• [To do] Everything in the listing below should be repeated exactly, apart from the pictures.

• [Record excerpts]

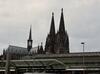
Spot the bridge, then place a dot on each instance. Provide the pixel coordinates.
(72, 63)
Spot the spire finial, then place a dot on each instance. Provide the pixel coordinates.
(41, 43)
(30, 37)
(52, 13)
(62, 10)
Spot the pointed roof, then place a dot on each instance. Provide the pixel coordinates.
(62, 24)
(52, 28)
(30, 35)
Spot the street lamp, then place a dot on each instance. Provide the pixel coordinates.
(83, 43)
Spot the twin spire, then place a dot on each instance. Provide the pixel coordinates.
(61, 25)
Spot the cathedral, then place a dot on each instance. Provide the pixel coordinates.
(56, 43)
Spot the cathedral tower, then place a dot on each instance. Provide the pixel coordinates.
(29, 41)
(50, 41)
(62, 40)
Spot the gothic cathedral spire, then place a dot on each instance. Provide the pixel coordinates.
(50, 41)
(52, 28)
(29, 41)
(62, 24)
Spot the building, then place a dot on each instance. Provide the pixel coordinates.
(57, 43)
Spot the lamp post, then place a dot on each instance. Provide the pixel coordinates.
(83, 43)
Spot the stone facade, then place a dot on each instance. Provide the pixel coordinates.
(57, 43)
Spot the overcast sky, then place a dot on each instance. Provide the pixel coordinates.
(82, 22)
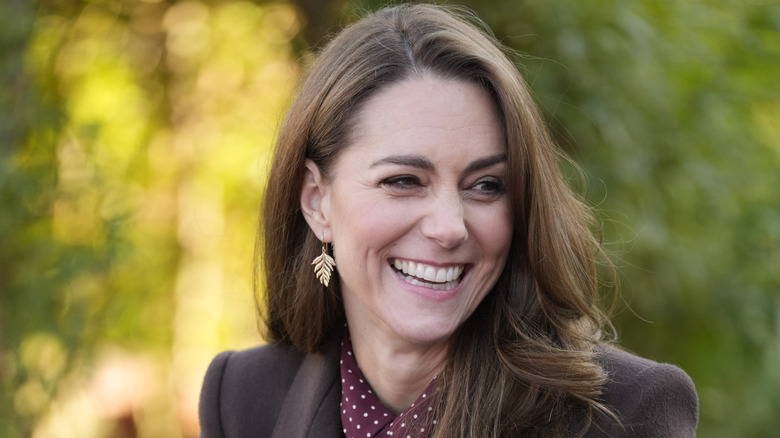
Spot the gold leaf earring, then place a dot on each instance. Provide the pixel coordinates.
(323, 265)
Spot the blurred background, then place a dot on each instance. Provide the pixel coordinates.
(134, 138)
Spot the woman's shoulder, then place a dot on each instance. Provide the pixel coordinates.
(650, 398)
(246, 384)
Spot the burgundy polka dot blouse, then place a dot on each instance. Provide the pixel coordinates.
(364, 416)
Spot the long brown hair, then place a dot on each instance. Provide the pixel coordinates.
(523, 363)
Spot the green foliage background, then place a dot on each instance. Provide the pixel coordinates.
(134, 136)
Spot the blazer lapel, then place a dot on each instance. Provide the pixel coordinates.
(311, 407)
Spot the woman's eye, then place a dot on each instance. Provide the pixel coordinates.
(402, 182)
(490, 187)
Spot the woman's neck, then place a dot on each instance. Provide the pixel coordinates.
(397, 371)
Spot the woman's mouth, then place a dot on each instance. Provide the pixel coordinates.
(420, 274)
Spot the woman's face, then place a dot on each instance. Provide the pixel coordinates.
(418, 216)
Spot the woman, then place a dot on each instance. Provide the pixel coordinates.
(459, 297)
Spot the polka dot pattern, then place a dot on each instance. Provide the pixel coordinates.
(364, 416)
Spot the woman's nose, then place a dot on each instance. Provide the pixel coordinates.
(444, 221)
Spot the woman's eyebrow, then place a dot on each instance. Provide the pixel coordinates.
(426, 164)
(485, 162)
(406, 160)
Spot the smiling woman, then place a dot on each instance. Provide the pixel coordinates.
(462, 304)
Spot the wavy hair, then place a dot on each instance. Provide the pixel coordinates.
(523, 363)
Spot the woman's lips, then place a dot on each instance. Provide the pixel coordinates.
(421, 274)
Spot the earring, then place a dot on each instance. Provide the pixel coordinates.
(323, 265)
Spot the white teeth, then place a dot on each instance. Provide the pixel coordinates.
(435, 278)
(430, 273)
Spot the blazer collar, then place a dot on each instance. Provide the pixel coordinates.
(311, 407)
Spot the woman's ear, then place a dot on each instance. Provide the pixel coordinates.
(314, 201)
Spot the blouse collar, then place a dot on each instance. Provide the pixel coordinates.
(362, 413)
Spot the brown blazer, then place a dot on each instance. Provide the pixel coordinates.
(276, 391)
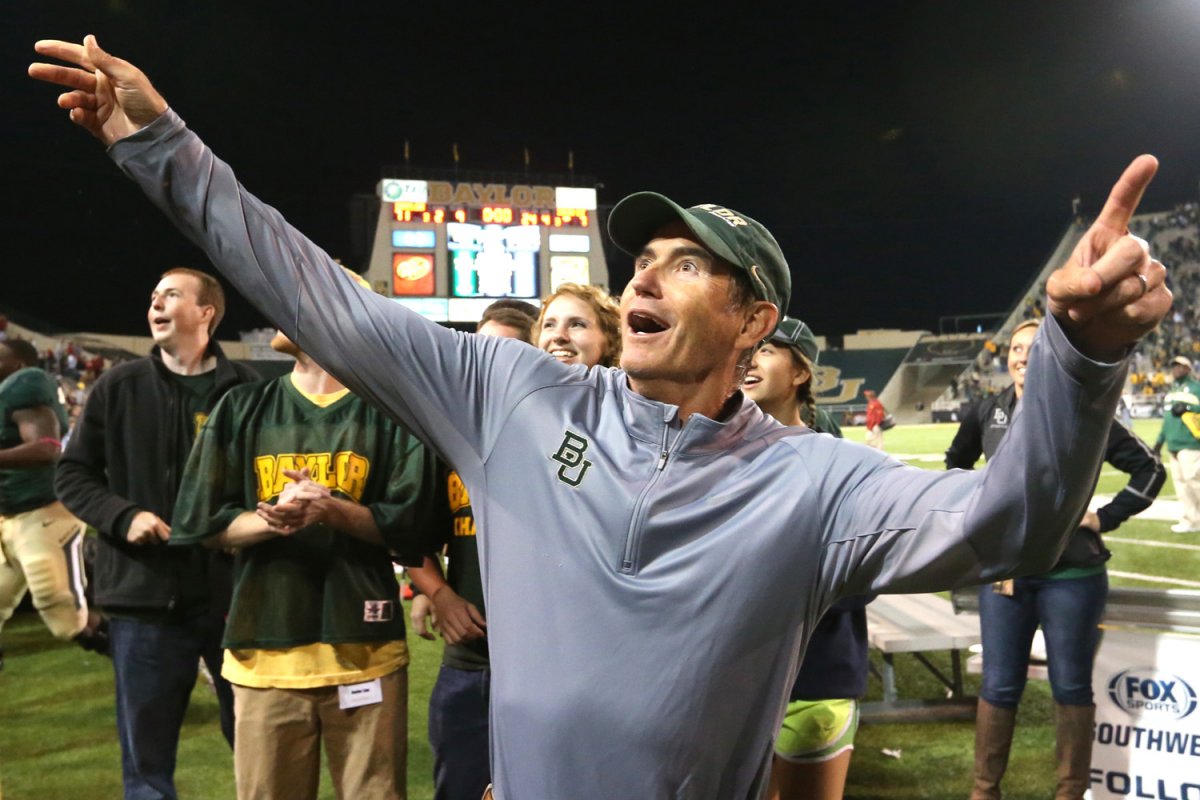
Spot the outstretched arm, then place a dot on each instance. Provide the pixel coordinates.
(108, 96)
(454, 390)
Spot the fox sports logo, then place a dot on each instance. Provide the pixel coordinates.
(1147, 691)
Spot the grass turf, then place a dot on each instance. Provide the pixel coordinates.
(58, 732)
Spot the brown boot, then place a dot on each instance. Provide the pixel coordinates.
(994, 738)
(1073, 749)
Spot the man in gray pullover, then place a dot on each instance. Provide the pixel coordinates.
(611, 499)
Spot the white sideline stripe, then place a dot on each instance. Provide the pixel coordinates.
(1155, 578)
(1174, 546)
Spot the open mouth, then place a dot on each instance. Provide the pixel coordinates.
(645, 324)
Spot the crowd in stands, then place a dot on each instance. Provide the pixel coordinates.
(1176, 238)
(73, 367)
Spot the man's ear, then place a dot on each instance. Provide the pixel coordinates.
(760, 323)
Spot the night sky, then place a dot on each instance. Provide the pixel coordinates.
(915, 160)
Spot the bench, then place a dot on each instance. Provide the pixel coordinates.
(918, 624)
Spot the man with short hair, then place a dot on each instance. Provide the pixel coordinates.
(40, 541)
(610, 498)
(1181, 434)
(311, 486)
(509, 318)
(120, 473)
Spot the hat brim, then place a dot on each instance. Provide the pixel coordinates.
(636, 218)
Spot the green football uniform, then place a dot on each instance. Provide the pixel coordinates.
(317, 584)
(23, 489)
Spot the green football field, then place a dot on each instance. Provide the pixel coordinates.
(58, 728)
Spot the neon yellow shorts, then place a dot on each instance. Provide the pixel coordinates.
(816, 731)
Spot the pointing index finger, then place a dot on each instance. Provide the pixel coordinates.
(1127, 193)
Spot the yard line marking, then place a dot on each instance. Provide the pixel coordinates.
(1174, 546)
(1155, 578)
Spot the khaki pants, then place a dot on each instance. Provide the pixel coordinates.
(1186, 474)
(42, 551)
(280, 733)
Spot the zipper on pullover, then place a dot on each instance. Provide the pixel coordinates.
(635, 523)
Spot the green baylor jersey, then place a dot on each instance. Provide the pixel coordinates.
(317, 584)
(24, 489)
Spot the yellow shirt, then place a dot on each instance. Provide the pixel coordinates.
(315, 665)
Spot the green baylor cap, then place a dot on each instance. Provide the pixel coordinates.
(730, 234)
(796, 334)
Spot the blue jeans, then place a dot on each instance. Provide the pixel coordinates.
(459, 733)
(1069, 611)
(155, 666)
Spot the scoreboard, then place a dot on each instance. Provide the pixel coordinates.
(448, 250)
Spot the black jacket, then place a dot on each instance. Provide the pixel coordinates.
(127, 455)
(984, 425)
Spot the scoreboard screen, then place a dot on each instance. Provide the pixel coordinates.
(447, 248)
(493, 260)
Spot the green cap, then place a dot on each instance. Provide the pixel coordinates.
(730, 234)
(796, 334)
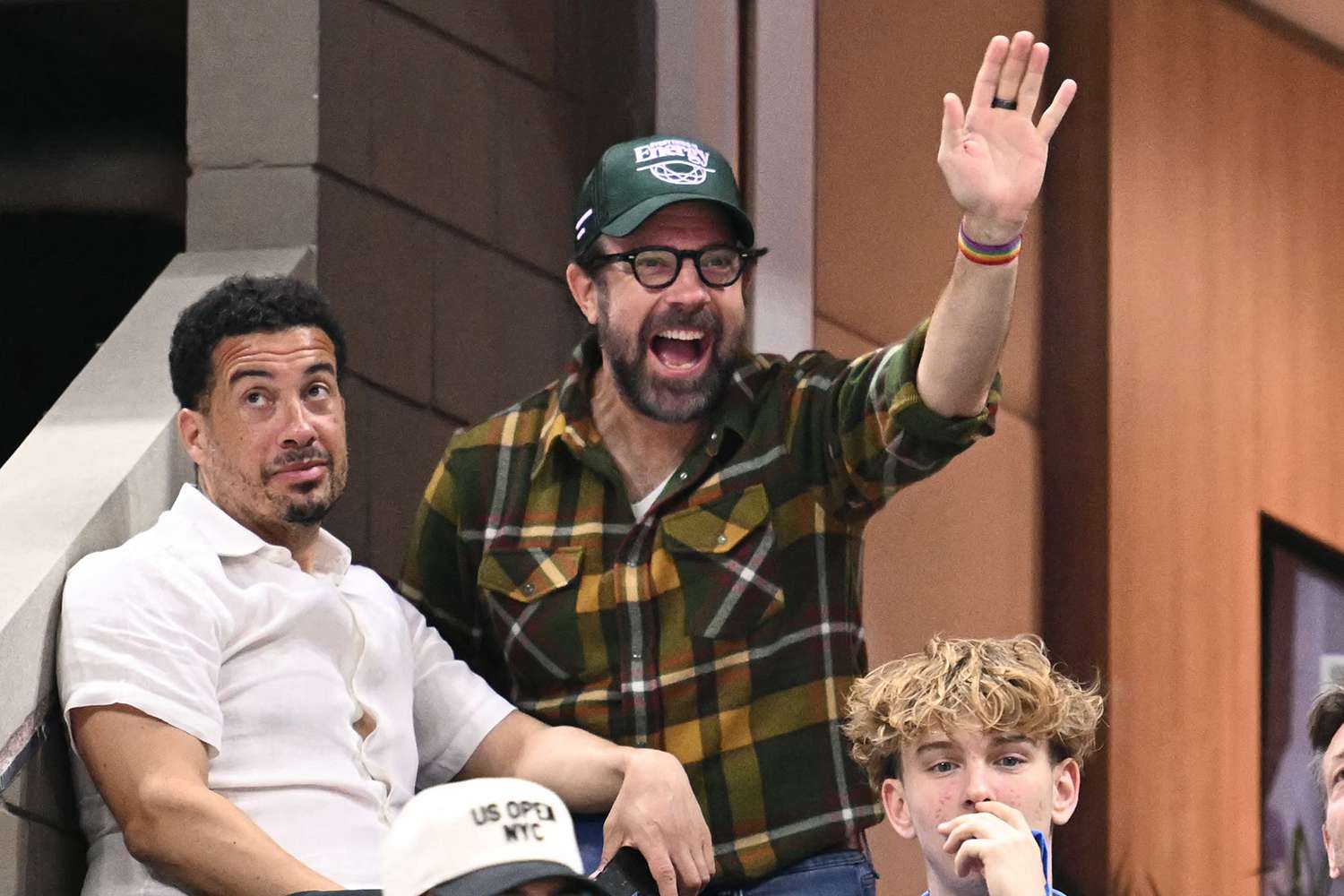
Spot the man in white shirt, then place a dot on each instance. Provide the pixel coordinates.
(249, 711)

• [Task response]
Spot the bridge, then place a dot on each instance. Provide the pixel coordinates.
(72, 63)
Spot the spire finial, then place a dot on each instance. Provide the pixel coordinates.
(41, 43)
(30, 37)
(52, 13)
(62, 10)
Spot the pointed roof, then place a dot on each instance. Provide the pixel coordinates.
(62, 24)
(52, 28)
(30, 35)
Spot the street lamp, then place a dot on each instance. Provide the pixel coordinates.
(83, 43)
Spot the twin spire, then place a dot on each instance. Provide the pixel coordinates.
(61, 25)
Spot the cathedral, then place a dot on each instance. Provide the pixel coordinates.
(56, 43)
Spot the cathedral tower, then place a dot on each instance. Provide the pixel coordinates.
(29, 41)
(50, 41)
(62, 40)
Spot the gothic cathedral spire, then place a dot on each instance. Provide the pixel coordinates.
(50, 41)
(52, 28)
(29, 41)
(62, 24)
Spot the building, then place a dot on each instance. Provide the pixel coordinates.
(57, 43)
Spot the lamp post, then place a dot on each instance. Provide the pixel coordinates.
(83, 43)
Spot the stone facade, then place a dot on each instance. Provide the pixel coordinates.
(57, 43)
Spot the overcast sky, then place a dot on each instance. Provide the pixel coordinates.
(82, 22)
Spot the gold leaf earring, then place a dot on each instance. Provide the pixel coordinates.
(323, 265)
Spot the blurred background, then place a dot on each instance. Provide the pixel coordinates.
(134, 138)
Spot the woman's shoulder, then place a dot on each instance. Provide the pixel coordinates.
(650, 398)
(246, 384)
Spot the burgundy polka dot blouse, then place a dot on each instance. Provide the pixel coordinates.
(364, 416)
Spot the long brown hair, then place a dot on each instance. Provide the pixel coordinates.
(523, 363)
Spot the green foliage background, then place a dot on each instance. Provide the pixel coordinates.
(134, 136)
Spot the blazer lapel, then place a dot on each instance. Provide the pixel coordinates.
(311, 407)
Spot the woman's eye, then place a dot on each instance. Provide the pixel coordinates.
(402, 182)
(490, 187)
Spot the woman's neck, then place a dot on each instance. Provide the pixel coordinates.
(397, 371)
Spot the woman's mouth, then place a dot on each instance. Provide the pixel coordinates.
(420, 274)
Spot the woman's face, then place a dot on each instance. Provide the pixel coordinates.
(418, 216)
Spot the woman, then place a dot on each instance. Provide the pixel coordinates.
(459, 297)
Spot the polka dot pattern, then place a dot on each instance. Provide the pixel coordinates.
(364, 416)
Spot the woman's nose, then place a dot on each instance. Provide the pixel coordinates.
(444, 221)
Spot the woman's eyebrow, then place a dot on each instance. Provide the pixel coordinates.
(426, 164)
(485, 162)
(406, 160)
Spot the smiling woman, then place a dot on each instance. Provide the pixel coordinates.
(462, 304)
Spot the wavy hair, then place a dot on each instance. Provide the pixel coordinates.
(523, 363)
Spot the woman's lips, then place a dot on each instance. Provide the pixel coordinates.
(421, 274)
Spot the earring, then place a dot on each instance. Provide the pixel coordinates.
(323, 265)
Spot the white teeth, then place a dot on each instance. Provide the pixel coordinates.
(435, 278)
(430, 273)
Spot the blazer collar, then place a dot on each instance. Provide the pixel coordinates.
(311, 407)
Spot the woman's ear, then place a dot on each instance. Provide the pixel coordinates.
(314, 201)
Spot the blouse collar, then place a dot on each instance. Provide the pixel coordinates.
(362, 413)
Spot the brown blazer, then place a dot on each instance. Provide the pixel coordinates.
(276, 391)
Spot the outstretched arm, then place a dot on each instance. Provide the pixel coordinates.
(108, 96)
(454, 390)
Spot the fox sports logo, then place a dot on each instance. Provide the pixel coordinates.
(1147, 691)
Spot the grass turf, then place a dot on each instance. Provide the pixel coordinates.
(58, 732)
Spot the brown boot, then place a dot on each instance. Provide the pixel coordinates.
(994, 738)
(1073, 749)
Spot the man in gray pullover, then place a dot on each instance. Provide the pixel coordinates.
(611, 499)
Spot the white sideline stripe, then place a dot on each instance. Provide the pixel coordinates.
(1155, 578)
(1174, 546)
Spot the open mouth, then place a dot on each instance. Provide the pixel coordinates.
(645, 324)
Spot the crowd in stands, then place a dot on each instance. Provide the pixel coordinates.
(1176, 238)
(73, 367)
Spot the man's ear, then place a dot on each instance. Provide the pixel coordinates.
(760, 323)
Spot the night sky, then place a dot on each instance. Provide the pixel coordinates.
(915, 160)
Spot the bench, then place a dot on each instance. Provide the pixel coordinates.
(918, 624)
Spot the man with short hair, then place a dot on each instance. Provide the pixel coordinates.
(40, 541)
(610, 498)
(1181, 434)
(311, 486)
(509, 318)
(120, 473)
Spot the hat brim, then place a dot on each instance. Provide the pixel coordinates.
(636, 218)
Spot the green football uniform, then place a dot on each instance. Provide the pixel coordinates.
(317, 584)
(23, 489)
Spot the green football field, then place a dot on each instance. Provide the pixel coordinates.
(58, 728)
Spot the neon yellow shorts, then place a dot on each instance. Provide the pixel coordinates.
(816, 731)
Spot the pointing index finger, then place a dot on each instance. Provide the pixel coordinates.
(1127, 193)
Spot the yard line marking, then place a dot on each instance. Provide the pixel coordinates.
(1174, 546)
(1155, 578)
Spot the khaki pants, then place a dot on each instance. Provide the pixel coordinates.
(1186, 474)
(42, 551)
(280, 733)
Spot the zipper on pullover, then place a dot on each instance. Provide the pixel coordinates.
(635, 523)
Spot the green baylor jersey, then place a dot on each instance. Provide the pixel coordinates.
(317, 584)
(24, 489)
Spot the yellow shirt, then place a dot on each instance. Provide the pixel coordinates.
(315, 665)
Spot the green baylor cap, then place a dot on each instance. Provide the pixel coordinates.
(730, 234)
(796, 334)
Spot the blue jeans, then place a dot on each instance. Provide the pixel coordinates.
(459, 733)
(1069, 611)
(155, 666)
Spot the scoreboard, then place a dot on each instance. Provide the pixel coordinates.
(448, 250)
Spot the black jacket, then place a dot on each instance. Provide the pixel coordinates.
(127, 455)
(984, 425)
Spot the scoreboard screen, then place a dot on each instance. Provide the pixel coordinates.
(447, 248)
(493, 260)
Spot the green cap, then place a dot on each instance. Provide the pixel coordinates.
(730, 234)
(796, 334)
Spot the man in white shirt, then place a dot on each instance. Provide the pixel coordinates.
(249, 711)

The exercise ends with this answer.